Franz Julen, president of the organizing committee, reacts after the women's downhill race on the new ski course "Gran Becca" was cancelled due to strong winds, at the Alpine Skiing FIS Ski World Cup Zermatt-Cervinia, in Cervinia, Italy, Sunday, November 19, 2023. (KEYSTONE/Alessandro della Valle)

Der FIS, den Partnern Swiss-Ski und dessen italienischem Pendant Fisi wird also auch nächstes Jahr nichts anderes bleiben, als ganz fest zum Wettergott zu beten. Denn dass Zermatt/Cervinia ad hoc aus dem Rennkalender gestrichen wird, ist trotz der vielen und berechtigten Kritik praktisch ausgeschlossen. Schon nur, weil FIS-Präsident Johan Eliasch ein grosser Fürsprecher ist. Zudem haben die Organisatoren mit der FIS einen Vertrag bis 2026 abgeschlossen. Und: Das Komitee ist breit abgestützt, Swiss-Ski, Fisi, die Zermatter Bergbahnen und diejenigen von Cervinia sowie beide Tourismusorganisationen beteiligen sich an der Durchführung.

Welche Versicherung macht da mit?

┄┄┄┄┄┄┄┄┄┄

▸ Aufgabe A
Gib sämtliche Zeilen der Datensätze unverändert wieder.

▸ Datensätze aus einer Sammlung
┄┄┄┄┄┄┄┄┄┄

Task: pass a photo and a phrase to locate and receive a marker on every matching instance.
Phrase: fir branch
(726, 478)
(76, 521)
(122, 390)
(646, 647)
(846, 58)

┄┄┄┄┄┄┄┄┄┄

▸ Aufgabe B
Schreib aus dem Auszug über das Weltcuprennen in Zermatt/Cervinia die Stelle von „Franz Julen, president“ bis „(KEYSTONE/Alessandro della Valle)“ wortgetreu ab.

▸ Fertige Lösung A
Task: pass a photo and a phrase to locate and receive a marker on every matching instance.
Phrase: fir branch
(726, 478)
(76, 521)
(122, 390)
(646, 647)
(846, 58)

▸ Fertige Lösung B
Franz Julen, president of the organizing committee, reacts after the women's downhill race on the new ski course "Gran Becca" was cancelled due to strong winds, at the Alpine Skiing FIS Ski World Cup Zermatt-Cervinia, in Cervinia, Italy, Sunday, November 19, 2023. (KEYSTONE/Alessandro della Valle)